**Instructions for the task**.
In the data below, find the line containing "point(175, 428)"; reproduce that line and all subsequent lines exactly, and nothing else.

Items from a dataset
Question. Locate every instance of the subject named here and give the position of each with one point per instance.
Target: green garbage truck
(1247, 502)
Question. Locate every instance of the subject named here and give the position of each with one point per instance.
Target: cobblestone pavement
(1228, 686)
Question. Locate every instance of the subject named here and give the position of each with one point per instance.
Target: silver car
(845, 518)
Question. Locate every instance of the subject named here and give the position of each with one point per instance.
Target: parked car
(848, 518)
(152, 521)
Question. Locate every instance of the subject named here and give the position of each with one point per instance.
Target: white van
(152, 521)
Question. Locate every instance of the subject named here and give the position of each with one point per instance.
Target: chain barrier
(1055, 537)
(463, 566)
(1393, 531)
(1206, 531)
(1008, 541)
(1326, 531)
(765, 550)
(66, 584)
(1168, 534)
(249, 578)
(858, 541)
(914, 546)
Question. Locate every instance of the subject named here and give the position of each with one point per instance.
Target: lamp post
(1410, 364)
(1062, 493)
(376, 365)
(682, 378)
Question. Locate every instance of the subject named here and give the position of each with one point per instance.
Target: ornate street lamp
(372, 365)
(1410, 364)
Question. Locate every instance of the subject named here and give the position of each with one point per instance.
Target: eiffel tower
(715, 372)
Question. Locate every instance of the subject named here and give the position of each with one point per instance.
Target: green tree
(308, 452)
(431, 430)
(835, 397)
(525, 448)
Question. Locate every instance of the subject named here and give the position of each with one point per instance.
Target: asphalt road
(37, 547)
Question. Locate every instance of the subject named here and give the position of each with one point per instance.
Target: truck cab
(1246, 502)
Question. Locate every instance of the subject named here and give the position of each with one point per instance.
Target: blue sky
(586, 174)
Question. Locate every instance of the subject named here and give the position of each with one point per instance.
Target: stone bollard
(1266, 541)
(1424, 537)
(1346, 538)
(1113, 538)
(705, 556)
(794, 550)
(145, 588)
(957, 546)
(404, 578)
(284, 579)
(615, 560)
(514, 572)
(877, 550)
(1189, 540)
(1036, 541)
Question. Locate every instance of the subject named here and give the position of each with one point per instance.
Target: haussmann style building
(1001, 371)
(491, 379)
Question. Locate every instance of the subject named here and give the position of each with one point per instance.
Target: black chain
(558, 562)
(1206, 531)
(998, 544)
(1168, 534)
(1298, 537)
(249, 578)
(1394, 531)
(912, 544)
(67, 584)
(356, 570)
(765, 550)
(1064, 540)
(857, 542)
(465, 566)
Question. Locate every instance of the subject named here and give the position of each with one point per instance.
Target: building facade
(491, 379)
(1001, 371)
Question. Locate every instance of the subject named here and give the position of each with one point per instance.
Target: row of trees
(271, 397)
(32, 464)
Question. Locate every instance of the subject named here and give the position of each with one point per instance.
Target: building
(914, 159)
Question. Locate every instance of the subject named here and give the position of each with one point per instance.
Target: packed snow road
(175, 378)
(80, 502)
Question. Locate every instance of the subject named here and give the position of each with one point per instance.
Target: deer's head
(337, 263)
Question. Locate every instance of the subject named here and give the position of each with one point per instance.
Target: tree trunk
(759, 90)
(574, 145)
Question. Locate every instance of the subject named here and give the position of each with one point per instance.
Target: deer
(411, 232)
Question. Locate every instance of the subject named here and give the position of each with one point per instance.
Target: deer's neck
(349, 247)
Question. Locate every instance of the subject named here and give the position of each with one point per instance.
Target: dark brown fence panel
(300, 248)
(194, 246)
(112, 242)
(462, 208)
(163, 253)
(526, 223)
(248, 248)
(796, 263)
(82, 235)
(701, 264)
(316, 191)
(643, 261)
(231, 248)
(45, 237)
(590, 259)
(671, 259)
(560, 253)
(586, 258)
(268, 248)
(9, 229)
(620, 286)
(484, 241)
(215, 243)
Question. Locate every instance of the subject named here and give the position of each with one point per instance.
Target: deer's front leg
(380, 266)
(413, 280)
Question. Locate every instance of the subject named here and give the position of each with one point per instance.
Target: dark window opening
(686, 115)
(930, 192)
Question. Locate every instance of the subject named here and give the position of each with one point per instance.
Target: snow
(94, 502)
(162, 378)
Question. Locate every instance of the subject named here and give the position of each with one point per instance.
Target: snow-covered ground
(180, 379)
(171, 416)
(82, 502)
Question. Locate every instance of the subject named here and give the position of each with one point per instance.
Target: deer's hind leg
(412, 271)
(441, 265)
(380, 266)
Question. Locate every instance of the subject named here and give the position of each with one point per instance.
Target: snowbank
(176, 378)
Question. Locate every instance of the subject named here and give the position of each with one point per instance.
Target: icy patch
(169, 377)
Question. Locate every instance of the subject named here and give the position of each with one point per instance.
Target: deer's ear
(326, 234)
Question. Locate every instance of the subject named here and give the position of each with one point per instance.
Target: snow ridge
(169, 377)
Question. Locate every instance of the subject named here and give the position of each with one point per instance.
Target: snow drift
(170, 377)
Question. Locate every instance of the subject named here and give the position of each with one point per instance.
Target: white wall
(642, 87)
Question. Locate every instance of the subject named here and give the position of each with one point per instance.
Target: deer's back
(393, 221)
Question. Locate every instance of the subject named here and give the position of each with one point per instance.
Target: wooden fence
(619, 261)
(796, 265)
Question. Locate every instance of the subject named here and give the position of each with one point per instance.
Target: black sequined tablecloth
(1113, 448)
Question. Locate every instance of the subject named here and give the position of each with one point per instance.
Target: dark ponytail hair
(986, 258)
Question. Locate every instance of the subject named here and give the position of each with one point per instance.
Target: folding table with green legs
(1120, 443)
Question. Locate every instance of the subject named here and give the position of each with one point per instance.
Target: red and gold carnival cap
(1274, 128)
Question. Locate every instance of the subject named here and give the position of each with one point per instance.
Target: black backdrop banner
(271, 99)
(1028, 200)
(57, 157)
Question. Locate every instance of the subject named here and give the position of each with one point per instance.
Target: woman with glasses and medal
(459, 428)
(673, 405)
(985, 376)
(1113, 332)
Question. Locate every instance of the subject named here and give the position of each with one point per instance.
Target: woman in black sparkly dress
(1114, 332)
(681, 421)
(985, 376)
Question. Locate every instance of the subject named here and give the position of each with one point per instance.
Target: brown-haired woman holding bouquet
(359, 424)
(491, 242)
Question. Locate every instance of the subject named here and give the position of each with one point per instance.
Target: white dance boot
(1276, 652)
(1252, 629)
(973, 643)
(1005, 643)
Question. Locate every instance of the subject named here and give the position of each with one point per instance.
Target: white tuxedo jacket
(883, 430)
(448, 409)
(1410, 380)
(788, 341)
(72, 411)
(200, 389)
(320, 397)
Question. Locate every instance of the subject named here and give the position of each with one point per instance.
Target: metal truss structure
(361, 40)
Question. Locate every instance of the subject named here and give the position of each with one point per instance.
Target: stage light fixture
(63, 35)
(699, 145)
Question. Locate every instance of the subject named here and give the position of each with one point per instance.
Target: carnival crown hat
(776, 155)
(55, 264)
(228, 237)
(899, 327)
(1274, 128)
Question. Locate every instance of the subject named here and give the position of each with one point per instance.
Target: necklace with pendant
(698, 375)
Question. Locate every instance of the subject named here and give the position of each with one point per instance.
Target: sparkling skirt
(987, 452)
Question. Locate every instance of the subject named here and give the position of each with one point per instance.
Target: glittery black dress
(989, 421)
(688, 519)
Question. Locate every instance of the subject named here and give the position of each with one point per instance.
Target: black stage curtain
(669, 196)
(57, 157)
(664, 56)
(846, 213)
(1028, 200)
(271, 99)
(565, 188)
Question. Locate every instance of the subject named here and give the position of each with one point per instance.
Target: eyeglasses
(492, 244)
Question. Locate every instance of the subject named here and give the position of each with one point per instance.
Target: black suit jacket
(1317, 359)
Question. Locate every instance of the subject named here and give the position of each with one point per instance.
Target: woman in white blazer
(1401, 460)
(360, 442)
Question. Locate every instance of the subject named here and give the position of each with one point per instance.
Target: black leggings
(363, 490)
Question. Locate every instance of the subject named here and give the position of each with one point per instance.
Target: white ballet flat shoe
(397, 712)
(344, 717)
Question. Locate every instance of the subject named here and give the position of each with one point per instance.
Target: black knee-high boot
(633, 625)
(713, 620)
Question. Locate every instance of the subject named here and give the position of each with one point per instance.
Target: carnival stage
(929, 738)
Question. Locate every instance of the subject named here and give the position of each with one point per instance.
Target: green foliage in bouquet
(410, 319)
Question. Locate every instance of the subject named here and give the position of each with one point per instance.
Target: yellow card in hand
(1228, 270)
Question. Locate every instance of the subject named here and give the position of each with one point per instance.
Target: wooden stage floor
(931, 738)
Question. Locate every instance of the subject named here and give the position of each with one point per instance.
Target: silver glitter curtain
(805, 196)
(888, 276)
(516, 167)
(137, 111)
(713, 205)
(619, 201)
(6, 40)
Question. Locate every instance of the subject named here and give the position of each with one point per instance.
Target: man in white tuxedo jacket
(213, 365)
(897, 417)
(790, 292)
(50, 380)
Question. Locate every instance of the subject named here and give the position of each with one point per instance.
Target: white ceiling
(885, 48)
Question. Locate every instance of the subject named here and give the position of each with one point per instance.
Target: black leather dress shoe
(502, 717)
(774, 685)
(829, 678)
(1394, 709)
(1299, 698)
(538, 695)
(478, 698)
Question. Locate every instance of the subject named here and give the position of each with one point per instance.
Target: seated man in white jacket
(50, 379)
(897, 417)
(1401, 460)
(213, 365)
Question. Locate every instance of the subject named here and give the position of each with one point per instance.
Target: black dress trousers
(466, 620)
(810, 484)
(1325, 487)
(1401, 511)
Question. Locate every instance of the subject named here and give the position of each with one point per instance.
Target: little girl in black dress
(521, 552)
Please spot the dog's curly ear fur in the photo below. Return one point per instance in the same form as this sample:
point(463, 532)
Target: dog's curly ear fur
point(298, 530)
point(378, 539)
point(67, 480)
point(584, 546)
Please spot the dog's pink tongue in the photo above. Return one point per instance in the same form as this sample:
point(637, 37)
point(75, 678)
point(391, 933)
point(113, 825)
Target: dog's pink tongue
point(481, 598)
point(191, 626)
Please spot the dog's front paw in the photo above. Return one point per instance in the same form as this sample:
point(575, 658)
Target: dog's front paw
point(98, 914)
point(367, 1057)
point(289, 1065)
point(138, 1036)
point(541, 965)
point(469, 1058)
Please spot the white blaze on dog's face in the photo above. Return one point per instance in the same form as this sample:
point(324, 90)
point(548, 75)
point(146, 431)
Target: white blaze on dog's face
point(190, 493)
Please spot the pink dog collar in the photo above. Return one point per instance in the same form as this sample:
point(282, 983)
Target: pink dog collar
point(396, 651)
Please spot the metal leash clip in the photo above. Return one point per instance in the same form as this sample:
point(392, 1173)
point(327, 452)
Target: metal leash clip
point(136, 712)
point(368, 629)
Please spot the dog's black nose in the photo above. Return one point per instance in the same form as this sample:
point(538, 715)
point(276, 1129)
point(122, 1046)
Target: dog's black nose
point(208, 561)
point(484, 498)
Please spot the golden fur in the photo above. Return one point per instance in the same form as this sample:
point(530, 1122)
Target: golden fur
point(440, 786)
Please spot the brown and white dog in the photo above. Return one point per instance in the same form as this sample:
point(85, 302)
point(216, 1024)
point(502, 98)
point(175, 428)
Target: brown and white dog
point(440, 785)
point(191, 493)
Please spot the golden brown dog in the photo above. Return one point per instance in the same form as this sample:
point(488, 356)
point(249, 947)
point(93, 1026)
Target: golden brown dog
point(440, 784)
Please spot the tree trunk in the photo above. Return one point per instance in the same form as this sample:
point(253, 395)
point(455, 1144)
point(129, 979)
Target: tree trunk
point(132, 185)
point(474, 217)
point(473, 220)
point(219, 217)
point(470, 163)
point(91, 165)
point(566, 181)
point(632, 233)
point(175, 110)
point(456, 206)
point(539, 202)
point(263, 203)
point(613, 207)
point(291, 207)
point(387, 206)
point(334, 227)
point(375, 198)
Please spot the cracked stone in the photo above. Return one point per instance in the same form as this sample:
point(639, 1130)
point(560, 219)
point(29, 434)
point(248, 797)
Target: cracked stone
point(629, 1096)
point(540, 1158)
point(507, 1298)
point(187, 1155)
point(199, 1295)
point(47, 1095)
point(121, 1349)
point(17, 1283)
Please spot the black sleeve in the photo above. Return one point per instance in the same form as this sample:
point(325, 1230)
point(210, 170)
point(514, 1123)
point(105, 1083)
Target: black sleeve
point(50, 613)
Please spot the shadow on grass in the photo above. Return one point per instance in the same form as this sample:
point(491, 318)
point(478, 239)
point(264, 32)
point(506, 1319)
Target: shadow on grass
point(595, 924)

**Solution for this task**.
point(175, 428)
Target: brown and white dog
point(440, 785)
point(191, 493)
Please spot the golden brown dog in the photo above. Return one point per instance in the same form as this sample:
point(488, 356)
point(249, 947)
point(93, 1026)
Target: golden brown dog
point(440, 784)
Please spot the tree trunk in the photo above. Return one point per instance in the same form as this sample:
point(253, 395)
point(455, 1144)
point(129, 979)
Target: tree trunk
point(132, 185)
point(474, 217)
point(473, 220)
point(219, 217)
point(470, 163)
point(91, 165)
point(566, 181)
point(632, 233)
point(175, 110)
point(456, 206)
point(539, 202)
point(263, 203)
point(613, 207)
point(291, 207)
point(387, 206)
point(334, 227)
point(375, 198)
Please spot the cracked stone in the photo above. Return one point per instance in the same form as this sample:
point(639, 1130)
point(560, 219)
point(29, 434)
point(248, 797)
Target: cracked stone
point(629, 1096)
point(540, 1158)
point(507, 1298)
point(187, 1155)
point(199, 1295)
point(47, 1095)
point(121, 1349)
point(17, 1283)
Please spot the black sleeve in the photo above. Return one point per instance in the same form as this sample:
point(325, 1230)
point(210, 170)
point(514, 1123)
point(105, 1083)
Target: black sleeve
point(50, 613)
Please spot the shadow on grass in the photo above. Return one point per instance in the same form as this sample:
point(491, 318)
point(478, 239)
point(264, 32)
point(506, 1319)
Target: shadow on grass
point(595, 924)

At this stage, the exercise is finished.